• [Task item] Retype the records in full, keeping each character as it is.

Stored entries
______________________________
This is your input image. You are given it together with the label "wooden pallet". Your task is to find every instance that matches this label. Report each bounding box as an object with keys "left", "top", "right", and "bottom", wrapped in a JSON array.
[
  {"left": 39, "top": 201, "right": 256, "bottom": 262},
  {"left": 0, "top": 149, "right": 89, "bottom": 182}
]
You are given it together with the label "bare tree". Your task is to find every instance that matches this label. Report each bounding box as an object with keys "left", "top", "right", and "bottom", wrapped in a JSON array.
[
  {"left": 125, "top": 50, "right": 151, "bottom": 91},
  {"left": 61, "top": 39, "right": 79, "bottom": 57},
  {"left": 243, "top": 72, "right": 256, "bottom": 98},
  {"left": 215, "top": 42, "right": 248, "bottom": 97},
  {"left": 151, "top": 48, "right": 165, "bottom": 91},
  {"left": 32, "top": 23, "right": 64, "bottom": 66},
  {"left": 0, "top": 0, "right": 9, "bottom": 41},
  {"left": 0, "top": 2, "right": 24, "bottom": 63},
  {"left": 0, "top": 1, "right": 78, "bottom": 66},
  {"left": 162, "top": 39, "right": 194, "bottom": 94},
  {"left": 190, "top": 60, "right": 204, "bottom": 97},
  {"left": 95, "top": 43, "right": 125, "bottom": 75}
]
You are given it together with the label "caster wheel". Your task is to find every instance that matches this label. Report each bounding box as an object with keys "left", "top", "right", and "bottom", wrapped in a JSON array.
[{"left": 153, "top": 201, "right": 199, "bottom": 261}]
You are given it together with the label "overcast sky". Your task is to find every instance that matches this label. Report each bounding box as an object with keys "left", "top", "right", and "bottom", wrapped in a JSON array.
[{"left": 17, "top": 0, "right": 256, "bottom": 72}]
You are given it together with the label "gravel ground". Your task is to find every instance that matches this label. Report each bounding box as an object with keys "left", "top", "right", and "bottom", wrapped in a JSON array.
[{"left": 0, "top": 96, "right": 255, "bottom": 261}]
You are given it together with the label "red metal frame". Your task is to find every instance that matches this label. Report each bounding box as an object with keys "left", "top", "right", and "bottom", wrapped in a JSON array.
______________________________
• [Solution for this exercise]
This is your input image. You are given it together with the label "wooden pallet". Your task is to find every instance that matches this label. Report each bounding box as an object with keys "left", "top", "right", and "bottom", wrapped in a JSON array.
[
  {"left": 39, "top": 201, "right": 256, "bottom": 262},
  {"left": 0, "top": 149, "right": 89, "bottom": 182}
]
You are given it together with the label "bare tree". Your task is to find every instance that matches this label. Report each bounding box as an object with keys "left", "top", "right", and "bottom", wrapped in a JSON array.
[
  {"left": 125, "top": 50, "right": 151, "bottom": 91},
  {"left": 61, "top": 39, "right": 79, "bottom": 57},
  {"left": 243, "top": 72, "right": 256, "bottom": 98},
  {"left": 215, "top": 42, "right": 248, "bottom": 97},
  {"left": 151, "top": 48, "right": 165, "bottom": 91},
  {"left": 32, "top": 23, "right": 64, "bottom": 66},
  {"left": 0, "top": 0, "right": 9, "bottom": 41},
  {"left": 0, "top": 2, "right": 24, "bottom": 63},
  {"left": 0, "top": 1, "right": 78, "bottom": 66},
  {"left": 162, "top": 39, "right": 194, "bottom": 94},
  {"left": 190, "top": 60, "right": 204, "bottom": 97},
  {"left": 95, "top": 43, "right": 125, "bottom": 75}
]
You are given it together with the label "caster wheel". Your task is to find every instance that matches this label. Report each bounding box as an object with keys "left", "top", "right", and "bottom", wrapped in a JSON array.
[{"left": 153, "top": 201, "right": 199, "bottom": 261}]
You are given it together with the label "overcast sky". Your task is to find every instance that matches this label. Report each bounding box as an object with keys "left", "top", "right", and "bottom", wrapped in a JSON array.
[{"left": 17, "top": 0, "right": 256, "bottom": 72}]
You are given it together with the label "gravel ground". Your task is to find every instance that matches this label. Report each bounding box as an object with keys "left", "top", "right", and "bottom", wrapped in a JSON array.
[{"left": 0, "top": 96, "right": 255, "bottom": 261}]
You are given it together with the label "red metal frame". Your task is to find every instance that matches this label. Report each bounding box as an object with keys "left", "top", "right", and "bottom", wrapped in a JSON array.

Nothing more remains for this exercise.